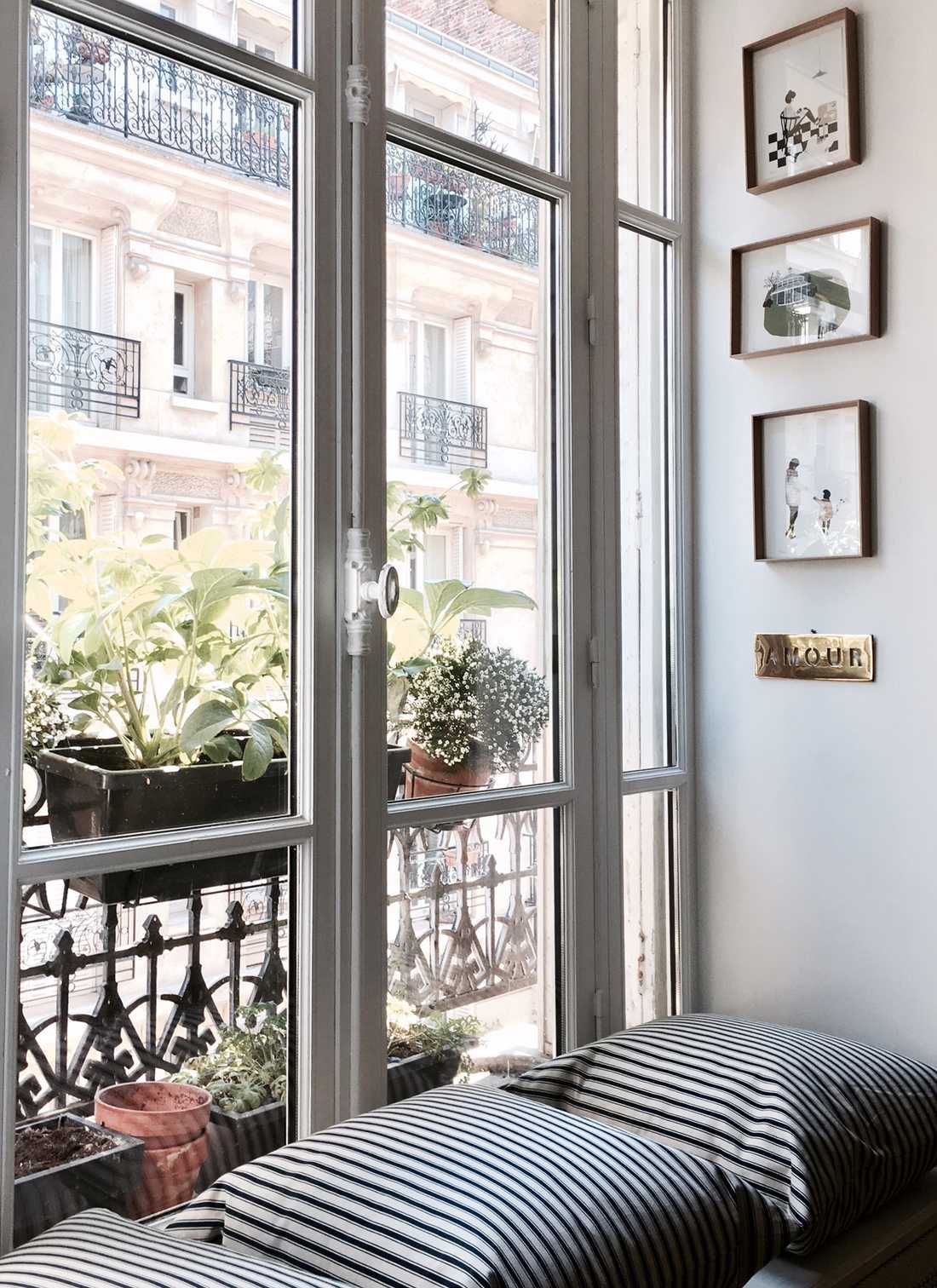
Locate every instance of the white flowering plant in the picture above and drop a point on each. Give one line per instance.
(470, 693)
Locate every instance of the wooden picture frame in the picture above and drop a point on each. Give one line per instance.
(802, 131)
(848, 526)
(871, 284)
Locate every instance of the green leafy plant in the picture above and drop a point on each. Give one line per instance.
(181, 654)
(435, 1034)
(470, 693)
(247, 1068)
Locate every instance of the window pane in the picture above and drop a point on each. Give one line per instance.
(470, 463)
(478, 68)
(644, 141)
(158, 647)
(141, 992)
(645, 485)
(470, 948)
(647, 827)
(266, 27)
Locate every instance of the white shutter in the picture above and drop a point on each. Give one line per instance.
(463, 356)
(110, 281)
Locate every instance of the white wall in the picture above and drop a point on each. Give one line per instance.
(818, 860)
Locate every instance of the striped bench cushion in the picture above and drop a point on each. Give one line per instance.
(468, 1187)
(828, 1129)
(100, 1250)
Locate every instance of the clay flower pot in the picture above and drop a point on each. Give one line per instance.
(171, 1122)
(426, 775)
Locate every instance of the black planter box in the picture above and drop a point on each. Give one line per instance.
(236, 1139)
(421, 1073)
(105, 1180)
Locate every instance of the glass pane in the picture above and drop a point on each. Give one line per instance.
(647, 828)
(644, 137)
(478, 68)
(470, 951)
(152, 1036)
(644, 473)
(266, 27)
(158, 651)
(468, 463)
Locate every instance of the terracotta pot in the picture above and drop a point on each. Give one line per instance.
(426, 775)
(171, 1121)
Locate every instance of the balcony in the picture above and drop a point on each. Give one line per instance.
(463, 208)
(86, 372)
(260, 402)
(443, 434)
(83, 75)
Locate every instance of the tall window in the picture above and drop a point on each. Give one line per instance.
(654, 664)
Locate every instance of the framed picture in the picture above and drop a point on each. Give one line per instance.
(808, 291)
(802, 102)
(813, 495)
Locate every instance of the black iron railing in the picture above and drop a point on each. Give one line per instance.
(83, 371)
(260, 402)
(463, 920)
(86, 76)
(442, 433)
(102, 1001)
(460, 206)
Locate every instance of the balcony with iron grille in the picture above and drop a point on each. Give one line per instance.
(463, 208)
(88, 372)
(443, 434)
(260, 400)
(83, 75)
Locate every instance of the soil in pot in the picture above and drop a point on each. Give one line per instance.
(40, 1147)
(171, 1121)
(426, 775)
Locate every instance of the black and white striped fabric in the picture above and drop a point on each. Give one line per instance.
(466, 1187)
(100, 1250)
(828, 1129)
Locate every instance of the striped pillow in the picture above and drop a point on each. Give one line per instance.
(828, 1129)
(100, 1250)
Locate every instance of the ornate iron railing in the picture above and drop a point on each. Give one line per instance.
(463, 912)
(83, 371)
(135, 1026)
(442, 433)
(260, 402)
(93, 78)
(460, 206)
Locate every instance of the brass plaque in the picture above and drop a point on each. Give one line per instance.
(815, 657)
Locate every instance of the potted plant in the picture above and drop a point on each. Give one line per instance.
(246, 1076)
(174, 661)
(425, 1053)
(65, 1164)
(473, 711)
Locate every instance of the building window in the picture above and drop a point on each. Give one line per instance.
(183, 339)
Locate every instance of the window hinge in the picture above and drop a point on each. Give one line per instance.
(358, 95)
(592, 319)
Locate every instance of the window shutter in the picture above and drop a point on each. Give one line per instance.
(110, 279)
(463, 354)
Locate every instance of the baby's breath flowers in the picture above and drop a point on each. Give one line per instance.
(473, 693)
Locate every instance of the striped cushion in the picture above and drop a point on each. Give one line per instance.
(100, 1250)
(468, 1187)
(826, 1127)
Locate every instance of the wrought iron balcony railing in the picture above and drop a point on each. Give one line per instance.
(83, 371)
(86, 76)
(442, 433)
(260, 402)
(460, 206)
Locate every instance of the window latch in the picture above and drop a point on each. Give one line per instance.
(365, 590)
(358, 95)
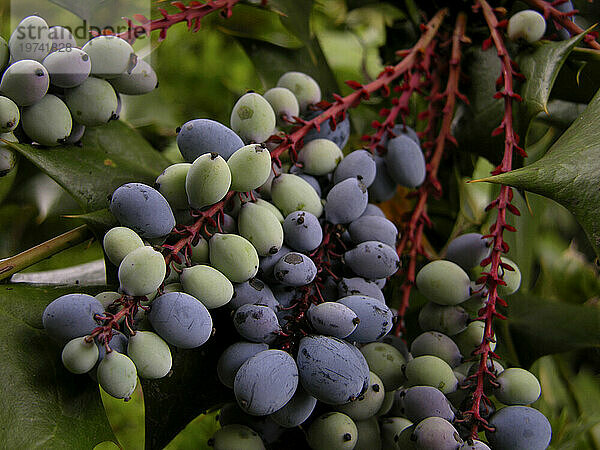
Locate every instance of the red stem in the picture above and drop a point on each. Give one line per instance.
(415, 82)
(338, 109)
(192, 14)
(502, 203)
(129, 308)
(564, 20)
(413, 230)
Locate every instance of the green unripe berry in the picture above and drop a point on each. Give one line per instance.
(320, 157)
(332, 431)
(431, 371)
(367, 404)
(444, 283)
(284, 104)
(517, 387)
(173, 287)
(261, 228)
(119, 242)
(208, 285)
(25, 82)
(43, 131)
(110, 55)
(250, 167)
(142, 271)
(171, 184)
(80, 356)
(386, 362)
(4, 54)
(208, 180)
(30, 40)
(528, 25)
(291, 193)
(391, 428)
(252, 118)
(93, 102)
(304, 87)
(200, 252)
(233, 256)
(271, 207)
(141, 80)
(150, 354)
(9, 115)
(117, 375)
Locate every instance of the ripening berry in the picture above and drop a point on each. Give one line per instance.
(528, 25)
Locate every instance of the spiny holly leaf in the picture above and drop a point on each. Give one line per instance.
(568, 173)
(192, 389)
(540, 68)
(111, 155)
(578, 81)
(42, 405)
(542, 327)
(476, 122)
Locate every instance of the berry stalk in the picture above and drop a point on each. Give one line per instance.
(192, 14)
(417, 78)
(336, 111)
(564, 20)
(502, 204)
(412, 234)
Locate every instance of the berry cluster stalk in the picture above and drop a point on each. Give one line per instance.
(192, 14)
(412, 234)
(563, 19)
(330, 248)
(336, 111)
(416, 79)
(502, 204)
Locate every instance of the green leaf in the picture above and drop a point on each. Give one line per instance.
(296, 18)
(272, 60)
(111, 155)
(476, 122)
(81, 8)
(99, 221)
(541, 327)
(192, 389)
(568, 173)
(540, 68)
(578, 81)
(42, 405)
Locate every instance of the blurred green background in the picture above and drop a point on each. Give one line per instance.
(202, 75)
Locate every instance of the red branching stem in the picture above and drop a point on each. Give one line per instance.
(323, 257)
(293, 141)
(502, 203)
(192, 14)
(412, 233)
(564, 20)
(128, 308)
(416, 79)
(190, 232)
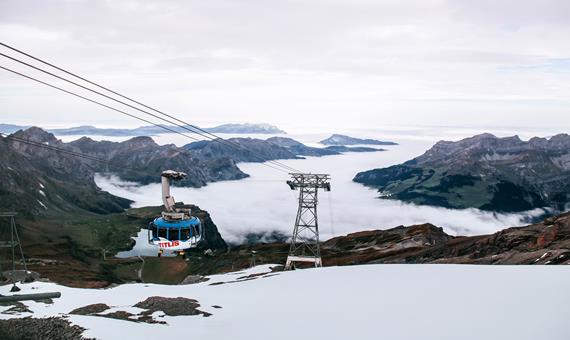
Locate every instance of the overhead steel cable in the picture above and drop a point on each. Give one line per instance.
(109, 107)
(187, 126)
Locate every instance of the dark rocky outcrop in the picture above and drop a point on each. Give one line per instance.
(337, 139)
(37, 181)
(171, 306)
(258, 150)
(485, 172)
(54, 328)
(547, 242)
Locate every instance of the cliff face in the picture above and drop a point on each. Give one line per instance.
(144, 154)
(39, 181)
(258, 150)
(485, 172)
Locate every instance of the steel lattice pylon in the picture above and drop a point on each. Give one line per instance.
(305, 239)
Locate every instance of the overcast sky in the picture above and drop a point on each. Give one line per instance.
(339, 63)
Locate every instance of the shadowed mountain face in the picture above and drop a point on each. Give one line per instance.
(38, 181)
(148, 130)
(485, 172)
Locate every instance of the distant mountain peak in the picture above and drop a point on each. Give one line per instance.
(338, 139)
(36, 134)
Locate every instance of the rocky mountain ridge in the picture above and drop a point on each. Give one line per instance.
(337, 139)
(35, 180)
(149, 130)
(485, 172)
(259, 150)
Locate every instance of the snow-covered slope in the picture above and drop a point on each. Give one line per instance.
(358, 302)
----
Without the pictures, print all of the records exactly.

Locate every instance of the white flowering plant in the picture above and drop a point on each. Give one line per instance.
(470, 693)
Locate every instance of the wooden picture frame in the picture above and drop a point on each. Give one line per instance.
(802, 131)
(848, 526)
(871, 284)
Locate every instance of the green leafy plant in the picture above and drop a point on each. Give one line per instance.
(181, 654)
(435, 1034)
(470, 693)
(247, 1068)
Locate every instance of the window pane in the picture above and drop a point on each. Give one line per instance.
(470, 463)
(478, 68)
(644, 141)
(158, 647)
(141, 992)
(645, 485)
(470, 948)
(647, 827)
(266, 27)
Locate every instance of the white shutter in the picture above and drop a point on each. Give one line per instance.
(463, 356)
(110, 281)
Locate every instance of the white wall in the picture above and drop a point on each. Give one line per instance.
(818, 860)
Locate every instance of the striped bench cushion in the picture above and drop a point on each. Give one line per instance.
(468, 1187)
(828, 1129)
(100, 1250)
Locate every instance of the clay flower pot in the picture above and drop a point on each. Give one line per instance.
(171, 1122)
(426, 775)
Locate every instance of the black planter box in the picture above and drop a point on each. Give one line per instance.
(236, 1139)
(421, 1073)
(105, 1180)
Locate every instance of the glass pane in the picture above and drop a point on each. Give one line per instance.
(647, 828)
(644, 137)
(478, 68)
(470, 951)
(152, 1036)
(644, 473)
(266, 27)
(158, 651)
(468, 463)
Locate every instance of the terracotta pot in the picture above and drop a point on each. Give one line per instance.
(426, 775)
(171, 1121)
Locate every instance of the balcony in the picture above and drop a point on each. Give one line per instance.
(463, 208)
(86, 372)
(260, 402)
(443, 434)
(83, 75)
Locate every instance of the tall window in the picture above and drop a point on each. Give one line per instance.
(654, 664)
Locate every instance of the framed picture in the picture above and drop a point on each. Give one line per instance.
(808, 291)
(802, 102)
(813, 495)
Locate every instance of the black iron railing in the picture above and drop a point on each. Give one line per instance.
(83, 371)
(260, 402)
(463, 920)
(86, 76)
(442, 433)
(102, 1001)
(460, 206)
Locate every instance of the balcony with iron grille in the picture above and drop a point on each. Give one line per instance.
(463, 208)
(88, 372)
(443, 434)
(260, 400)
(83, 75)
Locate every instance of the soil in pot in the picture above and drop a point on each. Give one line per instance.
(40, 1147)
(171, 1121)
(426, 775)
Locate every instance of the black and white striped fabric in the picture above and drop a point on each. Give one line per instance.
(466, 1187)
(100, 1250)
(828, 1129)
Locate every instance of the striped pillow in the picture above and drop a point on each. Give one line per instance.
(828, 1129)
(100, 1250)
Locate every instance of the ornate iron railing in the picture above and drop a point on each. Give one line per instance.
(463, 912)
(83, 371)
(135, 1026)
(442, 433)
(260, 402)
(93, 78)
(460, 206)
Locate every instance of the brass plaque in the picture above and drop a point on each. Give one line per instance.
(815, 657)
Locate every instance of the potted plant in the picture above and drop a point on each. Give one line per instance.
(246, 1076)
(174, 661)
(425, 1053)
(65, 1164)
(473, 711)
Locate every instance of the building window in the picture above and drop a point on each. Give one line per instance.
(183, 339)
Locate every instance of the window hinge in the picture above and drop a point on each. Give one line per instance.
(358, 95)
(592, 319)
Locate every instance of the window shutter in the picture above and drop a point on each. Give one line per instance.
(110, 279)
(463, 354)
Locate every instance of the baby's breath flowers in the picture above and drop a point on each. Give one line per instance.
(473, 693)
Locate every instance of the striped cushion in the picture above and drop a point on each. Give one line per instance.
(100, 1250)
(468, 1187)
(826, 1127)
Locate every instance of the wrought iron balcony railing in the picture above and drop a point on each. Give one line per instance.
(83, 371)
(86, 76)
(442, 433)
(260, 402)
(460, 206)
Locate every instance of the window latch in the picture above and drop a point on each. Give one line per instance.
(365, 590)
(358, 95)
Locate every instance of the red stem in the picture above and drop a point on each. Give one line per instance.
(415, 82)
(338, 109)
(192, 14)
(502, 203)
(129, 308)
(564, 20)
(413, 230)
Locate every instance of the green unripe berry in the picture above and drop a point on each. Give one line per instance.
(320, 157)
(332, 431)
(431, 371)
(367, 404)
(444, 283)
(284, 104)
(517, 387)
(173, 287)
(261, 228)
(119, 242)
(208, 285)
(25, 82)
(43, 131)
(110, 55)
(250, 167)
(142, 271)
(171, 184)
(80, 356)
(386, 362)
(4, 54)
(208, 180)
(30, 40)
(528, 25)
(291, 193)
(391, 428)
(252, 118)
(93, 102)
(304, 87)
(200, 252)
(233, 256)
(271, 207)
(141, 80)
(150, 354)
(9, 115)
(117, 375)
Locate every instance of the ripening berry in the picture above and drop a point on each. Give one line per instance.
(528, 25)
Locate every instance of the spiny holly leaf in the picture above and drop a point on each. Give one line per instance.
(568, 173)
(192, 389)
(540, 68)
(111, 155)
(578, 81)
(42, 405)
(542, 327)
(476, 122)
Locate every instance of the berry stalk in the picture above and drop a point on each. Give one line per instance.
(192, 14)
(417, 78)
(336, 111)
(564, 20)
(502, 204)
(412, 234)
Locate every instance of the berry cluster stalk in the picture above and drop a point on each. Give one line per instance.
(192, 14)
(412, 234)
(563, 19)
(330, 248)
(336, 111)
(416, 79)
(502, 204)
Locate every instance of the green leaf in the picture above and drop a point on each. Give one line per instance.
(296, 18)
(272, 60)
(111, 155)
(476, 122)
(81, 8)
(99, 221)
(541, 327)
(192, 389)
(568, 173)
(540, 68)
(578, 81)
(42, 405)
Locate every instance of the blurred green background in the picture above and drop a point on each. Give one line per instance.
(202, 75)
Locate every instance of the red branching stem in the picture above and drop a point on each. Give one line per instance.
(323, 257)
(293, 141)
(502, 203)
(192, 14)
(412, 233)
(564, 20)
(128, 308)
(416, 79)
(190, 232)
Locate every instance of the overhead steel cable in the picture above and drop a point on each. Give one line per instance.
(109, 107)
(187, 126)
Locate every instance of the dark rocky outcrop in the picture above and drop a point on each. Give one line per instance.
(337, 139)
(37, 181)
(171, 306)
(258, 150)
(485, 172)
(54, 328)
(547, 242)
Locate every instance of the cliff face in the picture above and drop a point on each. Give one line per instance.
(144, 154)
(39, 181)
(258, 150)
(485, 172)
Locate every instance of the steel lattice pylon in the picture above and drop a point on each. Give one line per instance.
(305, 239)
Locate every instance of the overcast sky in the picture above and drop a point on each. Give one line per instance.
(339, 63)
Locate every instance of the shadowed mountain face in the picture above and drop a point on each. Give one line per instance.
(38, 181)
(148, 130)
(485, 172)
Locate every instance of the distant mountain peak in the picture above and drop a point on each. Give one line per instance.
(338, 139)
(36, 134)
Locate every instance of the rocky mountain ridge in the picture above and drop a point on each. Give one line per instance.
(337, 139)
(35, 180)
(149, 130)
(485, 172)
(259, 150)
Locate every instance of the snow-covered slope in the picture above and drop a point on each. Give one line per instance.
(358, 302)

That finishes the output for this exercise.